→ Page

BEGIN

Clay Lucas pens quite a harrowing tale in the online pages of the Canberra Times of the exploitation of the workers, few of which spoke any English or German.

Assmont reportedly managed to acquire visas for 30 mechanical engineering technicians and in Hungarian-language contracts promised the hirees around Aus. $30 (€20.75/HUF 6,150) per hour. Instead, none of the Hungarian nationals were qualified to do the jobs for which they’d been ostensibly hired and were paid Aus. $15 per hour for manual labor in the erecting of a warehouse in Sydney for which Assmont had been subcontracted.

In what the Australian Construction Forestry Mining and Energy Union (CFMEU) secretary Dave Noonan called a “blatant ripoff,” the workers were reportedly working up to 66 hours a week while being “systematically bullied” and living in sub-standard housing.

Assmont’s misdeeds have attracted the attention of the national Fair Work Ombudsman and the immigration department in addition to the CFMEU, which has taken on the laborers’ case.
CFMEU reportedly regards the case as a misuse of Australia’s “457 visas,” which allow skilled workers to work in Australia for an approved business for up to four years, but may only earn sponsorship for the visa if a qualifying Australian citizen or resident cannot do the job.

END

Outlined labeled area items

BEGIN

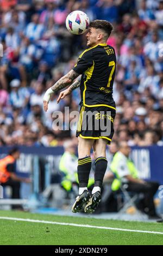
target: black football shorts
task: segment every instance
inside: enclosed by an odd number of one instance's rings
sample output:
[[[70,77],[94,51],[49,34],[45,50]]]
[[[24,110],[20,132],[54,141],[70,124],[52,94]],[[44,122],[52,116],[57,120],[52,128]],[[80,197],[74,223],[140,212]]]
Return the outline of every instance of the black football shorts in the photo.
[[[82,106],[76,136],[85,139],[104,138],[110,144],[112,138],[116,110],[114,107]]]

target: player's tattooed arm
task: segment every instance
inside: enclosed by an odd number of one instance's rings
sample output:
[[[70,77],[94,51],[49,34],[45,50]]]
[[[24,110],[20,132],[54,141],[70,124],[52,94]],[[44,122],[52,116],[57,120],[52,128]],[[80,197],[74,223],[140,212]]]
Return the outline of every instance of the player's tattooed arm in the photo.
[[[60,93],[59,96],[57,101],[57,103],[60,101],[60,100],[64,99],[66,96],[70,94],[72,91],[79,87],[81,82],[81,78],[82,75],[80,75],[79,76],[78,76],[75,82],[71,84],[71,86],[70,86],[68,88],[66,89],[66,90],[64,90]]]
[[[70,90],[71,90],[71,92],[73,90],[75,90],[75,89],[78,88],[79,87],[80,84],[80,82],[81,82],[81,78],[82,78],[82,75],[80,75],[77,79],[75,81],[74,83],[73,83],[71,86],[70,86],[69,88]]]
[[[70,86],[78,76],[79,74],[72,69],[68,73],[58,80],[52,87],[47,90],[43,96],[43,108],[45,112],[48,109],[48,104],[51,95],[54,92]]]
[[[53,92],[57,92],[61,89],[64,88],[67,86],[70,86],[73,81],[78,76],[79,74],[72,69],[68,73],[57,82],[54,86],[52,86],[52,90]]]

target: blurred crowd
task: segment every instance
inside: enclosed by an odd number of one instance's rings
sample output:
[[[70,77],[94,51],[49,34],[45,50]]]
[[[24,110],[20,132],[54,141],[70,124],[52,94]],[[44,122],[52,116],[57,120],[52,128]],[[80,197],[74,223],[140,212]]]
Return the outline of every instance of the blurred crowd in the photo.
[[[159,0],[0,0],[0,146],[77,143],[76,132],[57,129],[53,113],[78,111],[79,90],[43,111],[45,90],[74,66],[86,48],[85,35],[66,28],[75,10],[90,20],[106,20],[108,44],[117,65],[114,85],[117,115],[114,140],[130,145],[163,145],[163,1]],[[0,52],[1,56],[2,52]]]

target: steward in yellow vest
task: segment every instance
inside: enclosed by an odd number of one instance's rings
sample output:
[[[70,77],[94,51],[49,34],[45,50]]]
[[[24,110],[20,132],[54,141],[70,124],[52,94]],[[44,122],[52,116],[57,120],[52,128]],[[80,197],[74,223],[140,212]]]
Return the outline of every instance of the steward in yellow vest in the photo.
[[[118,190],[123,183],[126,184],[127,191],[143,194],[143,198],[137,205],[139,210],[146,214],[150,219],[160,218],[153,200],[159,183],[139,178],[138,171],[129,158],[131,149],[127,142],[120,142],[118,148],[118,151],[115,154],[110,164],[110,170],[115,177],[112,184],[112,190]]]

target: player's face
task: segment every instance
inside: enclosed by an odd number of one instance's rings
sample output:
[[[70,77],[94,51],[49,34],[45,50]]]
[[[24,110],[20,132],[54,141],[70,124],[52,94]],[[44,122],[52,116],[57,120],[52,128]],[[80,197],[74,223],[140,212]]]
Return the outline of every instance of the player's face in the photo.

END

→ Work to complete
a) In one to three sentences, explain what the article on the Hungarian workers in Australia reports about their conditions that the union secretary called a “blatant ripoff.”
b) Count the lines in the entries that contain the string "crowd", with case counting.

→ Solution set
a) The workers were reportedly working up to 66 hours a week. They were also being “systematically bullied” and living in sub-standard housing.

b) 2